*** DATASET EXCERPTS ***

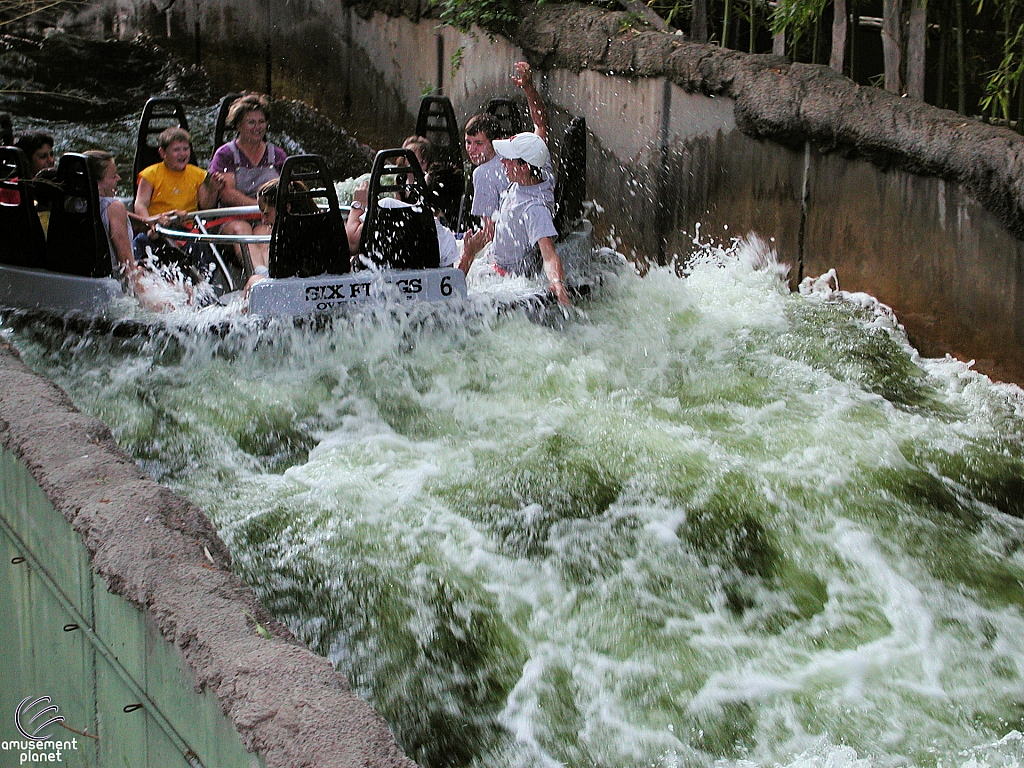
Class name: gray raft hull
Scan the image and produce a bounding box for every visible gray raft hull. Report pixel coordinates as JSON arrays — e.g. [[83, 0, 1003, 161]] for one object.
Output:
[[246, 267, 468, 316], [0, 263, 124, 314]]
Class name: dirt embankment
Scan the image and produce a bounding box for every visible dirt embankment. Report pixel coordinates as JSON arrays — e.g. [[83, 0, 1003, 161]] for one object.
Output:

*** End of DATASET EXCERPTS ***

# [PROBLEM TO SOLVE]
Repeat exactly, and only, the lines from the one containing "every visible gray" through the end of the material.

# [OUTPUT FOR THIS EXERCISE]
Scan the image and produce a bounding box for every visible gray raft hull. Report pixel coordinates as JSON arrays — e.g. [[83, 0, 1003, 161]] for one object.
Output:
[[246, 267, 468, 316], [0, 263, 124, 314]]
Class name: dirt embankment
Scan the image and produce a bounding box for every visible dirt embankment. Report pixel coordinates as JSON arrays — e.g. [[83, 0, 1003, 161]] for one object.
Output:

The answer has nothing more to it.